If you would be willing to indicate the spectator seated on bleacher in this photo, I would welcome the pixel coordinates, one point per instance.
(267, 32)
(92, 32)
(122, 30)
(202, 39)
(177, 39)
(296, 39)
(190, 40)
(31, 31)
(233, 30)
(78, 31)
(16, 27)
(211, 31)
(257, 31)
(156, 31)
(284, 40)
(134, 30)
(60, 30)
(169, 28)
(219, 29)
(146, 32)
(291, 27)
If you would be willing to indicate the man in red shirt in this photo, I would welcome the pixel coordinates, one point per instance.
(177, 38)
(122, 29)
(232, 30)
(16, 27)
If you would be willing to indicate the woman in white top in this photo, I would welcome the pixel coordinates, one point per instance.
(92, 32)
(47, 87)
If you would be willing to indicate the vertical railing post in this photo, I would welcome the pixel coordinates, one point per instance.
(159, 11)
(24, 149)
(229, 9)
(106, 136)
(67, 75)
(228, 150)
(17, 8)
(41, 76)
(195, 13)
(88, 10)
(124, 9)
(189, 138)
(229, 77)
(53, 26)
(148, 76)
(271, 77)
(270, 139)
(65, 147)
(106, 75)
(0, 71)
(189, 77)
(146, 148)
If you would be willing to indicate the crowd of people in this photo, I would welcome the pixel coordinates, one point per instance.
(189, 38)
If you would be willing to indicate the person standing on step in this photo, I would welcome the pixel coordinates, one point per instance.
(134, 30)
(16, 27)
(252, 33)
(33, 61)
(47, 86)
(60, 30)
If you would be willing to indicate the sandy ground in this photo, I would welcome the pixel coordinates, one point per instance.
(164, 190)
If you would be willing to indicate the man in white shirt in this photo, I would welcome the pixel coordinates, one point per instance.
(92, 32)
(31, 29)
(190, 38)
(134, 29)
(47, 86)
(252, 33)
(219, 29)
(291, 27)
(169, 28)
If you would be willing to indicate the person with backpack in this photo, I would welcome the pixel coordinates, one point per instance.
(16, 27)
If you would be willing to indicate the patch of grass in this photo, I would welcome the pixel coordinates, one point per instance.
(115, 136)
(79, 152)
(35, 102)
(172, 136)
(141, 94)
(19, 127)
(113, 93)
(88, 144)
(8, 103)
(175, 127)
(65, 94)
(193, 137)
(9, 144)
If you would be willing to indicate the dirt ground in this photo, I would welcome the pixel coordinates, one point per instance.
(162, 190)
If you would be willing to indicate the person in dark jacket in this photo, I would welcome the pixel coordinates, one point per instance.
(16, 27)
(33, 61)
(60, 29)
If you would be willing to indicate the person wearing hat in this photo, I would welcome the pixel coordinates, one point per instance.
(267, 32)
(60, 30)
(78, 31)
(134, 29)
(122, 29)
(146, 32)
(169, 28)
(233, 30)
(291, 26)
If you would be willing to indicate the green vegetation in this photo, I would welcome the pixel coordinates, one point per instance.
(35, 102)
————
DIRECTION ▸
Replace "would welcome" with "would appreciate" throughout the records above, and reproduce the records with everything else unchanged.

EXERCISE OUTPUT ▸
If you would be willing to indicate the spectator seated on bleacher in this photo, I would appreciate the pixel coordinates, one point per instance.
(267, 32)
(92, 32)
(122, 30)
(202, 39)
(177, 39)
(296, 39)
(190, 40)
(31, 31)
(233, 30)
(78, 31)
(16, 27)
(211, 31)
(257, 31)
(156, 31)
(284, 40)
(134, 30)
(60, 30)
(169, 28)
(219, 29)
(146, 32)
(291, 27)
If you would be willing to indicate the man in red shirt in this photo, I would appreciate the pixel coordinates, one point per instance.
(177, 38)
(122, 29)
(232, 30)
(16, 27)
If you would be willing to indicate the woman in white top in this photo, I would appreciate the pixel coordinates, one point per instance.
(92, 32)
(47, 87)
If you would be willing to indicate the vertical railing post in this photo, I would appreciate the pixel coordinates, one point per instance.
(159, 11)
(24, 149)
(229, 9)
(106, 136)
(67, 75)
(228, 150)
(17, 8)
(41, 76)
(195, 13)
(88, 10)
(124, 9)
(189, 138)
(229, 77)
(53, 26)
(148, 76)
(271, 77)
(270, 139)
(65, 147)
(106, 75)
(0, 71)
(189, 77)
(146, 148)
If you would be willing to indicate the crowd of people in this photo, I would appreciate the pixel coordinates, one point per instance.
(189, 38)
If you would be willing to indicate the person standing on step in this photo, I would appreciate the pixel coordinates, one point per instance.
(134, 30)
(16, 27)
(252, 33)
(33, 61)
(47, 86)
(60, 30)
If you would be willing to indicate the sandy ground in this photo, I would appreciate the pixel coordinates, one point per instance.
(164, 190)
If you would be willing to indicate the man in white shirt in this photo, I would appreciate the pixel coordinates, one point per instance.
(92, 32)
(31, 29)
(190, 38)
(134, 29)
(47, 86)
(252, 33)
(219, 29)
(291, 27)
(169, 28)
If you would be willing to indicate the person with backpack in this photo, I would appreciate the pixel coordinates, one point per instance.
(16, 27)
If you would be willing to indicate the patch of grass in this photo, I would appreciate the pixel coordinates, one point per instance.
(115, 136)
(79, 152)
(35, 102)
(172, 136)
(141, 94)
(19, 127)
(113, 93)
(88, 144)
(8, 103)
(175, 127)
(65, 94)
(193, 137)
(9, 144)
If you would be willing to indicate the dirt ground in this photo, I would appreciate the pixel coordinates, one point per instance.
(162, 190)
If you would be willing to indicate the person in dark jacket in this photo, I would appreciate the pixel coordinates, one point per instance.
(16, 27)
(33, 61)
(60, 29)
If you would be willing to indicate the person wearing hat in this photo, I would appreciate the pixel coordinates, one point per instance.
(267, 32)
(60, 30)
(78, 31)
(134, 29)
(122, 29)
(146, 32)
(169, 28)
(233, 30)
(291, 26)
If you would be willing to indicate the green vegetation in this photo, I would appreciate the pixel coordinates, one point per instance.
(35, 102)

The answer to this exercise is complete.